TO DO
Copy the rows below word for word, leaving out the pictures.

--- start of TASK MATERIAL ---

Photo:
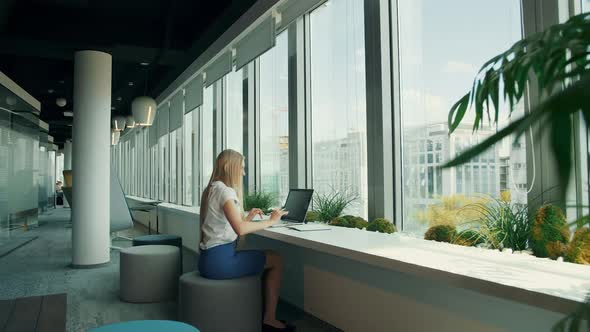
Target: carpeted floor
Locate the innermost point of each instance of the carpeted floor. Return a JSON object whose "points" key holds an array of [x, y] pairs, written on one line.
{"points": [[41, 267]]}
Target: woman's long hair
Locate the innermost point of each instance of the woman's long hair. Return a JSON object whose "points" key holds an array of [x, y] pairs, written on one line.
{"points": [[227, 169]]}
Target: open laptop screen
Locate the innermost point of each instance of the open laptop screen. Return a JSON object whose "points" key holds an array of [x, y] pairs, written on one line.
{"points": [[297, 204]]}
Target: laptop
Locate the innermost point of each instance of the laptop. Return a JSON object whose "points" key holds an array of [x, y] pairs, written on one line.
{"points": [[297, 204]]}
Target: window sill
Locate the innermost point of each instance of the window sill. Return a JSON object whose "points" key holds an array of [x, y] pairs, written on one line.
{"points": [[168, 206], [544, 283]]}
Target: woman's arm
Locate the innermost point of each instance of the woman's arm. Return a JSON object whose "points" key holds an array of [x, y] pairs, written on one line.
{"points": [[242, 227]]}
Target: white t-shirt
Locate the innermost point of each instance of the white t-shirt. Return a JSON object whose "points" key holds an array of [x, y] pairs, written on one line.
{"points": [[216, 228]]}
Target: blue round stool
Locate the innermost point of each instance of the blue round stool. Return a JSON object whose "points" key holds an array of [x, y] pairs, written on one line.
{"points": [[147, 326], [160, 239]]}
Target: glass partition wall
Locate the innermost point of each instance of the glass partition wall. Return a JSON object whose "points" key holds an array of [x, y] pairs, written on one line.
{"points": [[26, 175]]}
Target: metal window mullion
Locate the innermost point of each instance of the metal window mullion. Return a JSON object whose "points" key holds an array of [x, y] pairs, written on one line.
{"points": [[250, 133], [256, 125], [296, 93], [306, 90], [379, 109], [397, 137], [536, 17]]}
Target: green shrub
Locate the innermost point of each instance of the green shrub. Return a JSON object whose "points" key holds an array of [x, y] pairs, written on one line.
{"points": [[349, 222], [440, 233], [579, 249], [468, 238], [502, 224], [311, 216], [331, 205], [550, 234], [260, 200], [381, 225]]}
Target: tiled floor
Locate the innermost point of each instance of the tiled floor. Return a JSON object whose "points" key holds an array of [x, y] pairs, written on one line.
{"points": [[42, 267]]}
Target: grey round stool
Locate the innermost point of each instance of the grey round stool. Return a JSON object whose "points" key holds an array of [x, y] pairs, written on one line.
{"points": [[149, 273], [221, 305]]}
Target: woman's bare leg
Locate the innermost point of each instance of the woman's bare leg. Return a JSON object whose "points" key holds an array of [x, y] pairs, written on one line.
{"points": [[272, 284]]}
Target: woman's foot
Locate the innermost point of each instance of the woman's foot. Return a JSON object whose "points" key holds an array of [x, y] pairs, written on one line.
{"points": [[274, 323], [277, 325]]}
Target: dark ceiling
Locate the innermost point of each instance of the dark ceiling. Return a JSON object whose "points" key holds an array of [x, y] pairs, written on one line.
{"points": [[38, 39]]}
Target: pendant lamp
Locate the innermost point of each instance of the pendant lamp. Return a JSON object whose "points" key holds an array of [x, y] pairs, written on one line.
{"points": [[118, 123], [144, 108]]}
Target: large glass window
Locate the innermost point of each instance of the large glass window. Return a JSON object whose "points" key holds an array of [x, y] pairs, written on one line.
{"points": [[207, 135], [163, 189], [441, 49], [175, 168], [190, 149], [274, 119], [338, 101], [234, 108]]}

--- end of TASK MATERIAL ---

THE ANSWER
Photo:
Target: carpeted floor
Locate the innermost point of each instance of the carpeted floor. Return a JSON object whose "points" key holds an array of [x, y] pairs, written on one line.
{"points": [[41, 267]]}
Target: woman's long hair
Locate the innermost point of each instance of the woman's long hair. Return a JSON object whose "points" key holds an array of [x, y] pairs, written on one line.
{"points": [[227, 169]]}
Target: open laptop screen
Locate the innermost point of each instance of the open laptop screen. Return a JSON object whose "points" key holds an array of [x, y] pairs, written on one line.
{"points": [[297, 204]]}
Target: laptop
Locate the innermost point of each instance of the laptop. Return a JSON object whose "points" key holds an array of [x, y] pairs, written on one line.
{"points": [[297, 204]]}
Target: window sill
Locate the innermost point of each instance of the window sill. Return a JSON object whose "points" key holds an array of [x, y] pairs, written on one line.
{"points": [[168, 206], [544, 283]]}
Target: woman's arm
Locate the innermost point of each instance of the woman's arm. Return a JSON object whose "points" key holds an array of [x, y] pairs, written on one line.
{"points": [[242, 227]]}
Target: white t-shirt
Locate the innermost point of each instance of the white t-shirt. Return a JSON object whose "points" key holds an array of [x, y] pairs, written on one line.
{"points": [[216, 228]]}
Target: blue round stool
Locate the innermost point of each instance of the blue round stool. Return a JSON object whose "points" key holds an array of [x, y] pairs, written on one line.
{"points": [[147, 326], [160, 239]]}
Target: glass partition wall
Locate the innermost point of each instance of the glass partition wall. Return a JSON object whose "points" key holds an array of [x, y] pairs, written on one line.
{"points": [[26, 175]]}
Target: metal window mullion
Locate the innermost point of each instance of the metal window mullion. Return a JSON object whose "points" key holds an array of [x, y] pairs, written on one line.
{"points": [[250, 133], [256, 125], [296, 93], [306, 90], [379, 109], [397, 137], [536, 17]]}
Target: green shrub
Locate the innermost point of each instance of the green shrub. Return a JSON object whose "points" key holds an array of [x, y] pairs, written on one line.
{"points": [[349, 222], [440, 233], [579, 249], [468, 238], [502, 224], [311, 216], [331, 205], [550, 234], [260, 200], [381, 225]]}
Target: tiled floor
Locate the innermost point of each instance of the tiled floor. Return a JSON object whose "points" key holds an array of [x, y] pairs, written on one line.
{"points": [[42, 267]]}
Target: grey round stool
Locate the innermost point of each instance of the grey round stool. Return a JSON object whose "points" key holds an array of [x, y] pairs, written on one line.
{"points": [[149, 273], [221, 305]]}
Target: woman's bare leg
Locate the innermost point of each instance of the woman's bare leg. Return a JSON object whose "points" key holds an array of [x, y] pairs, written on one line.
{"points": [[272, 284]]}
Target: woman's foot
Locate the innermost point of each instance of the woman's foot. Return a JSON object whose "points" key holds an array of [x, y] pairs, written on one line.
{"points": [[274, 323], [277, 325]]}
Target: dark ceiling
Locate the innermost point of each instance of the dark ceiling. Return a JSON object whose "points" key holds an array of [x, y] pairs, written on one line.
{"points": [[38, 39]]}
Target: pendant lamp
Locate the innermost point of each instance of the pendant lamp. Return a JSON object whose "points" key holds an array of [x, y] pairs, written on one line.
{"points": [[118, 123], [144, 108]]}
Target: large glass window
Locate the innermost point of each instance of the large glass window. Return a JSON object whose "points" key holds an array of [x, y] pairs, written on one line.
{"points": [[207, 135], [163, 189], [441, 49], [175, 168], [190, 149], [274, 119], [338, 101], [234, 108]]}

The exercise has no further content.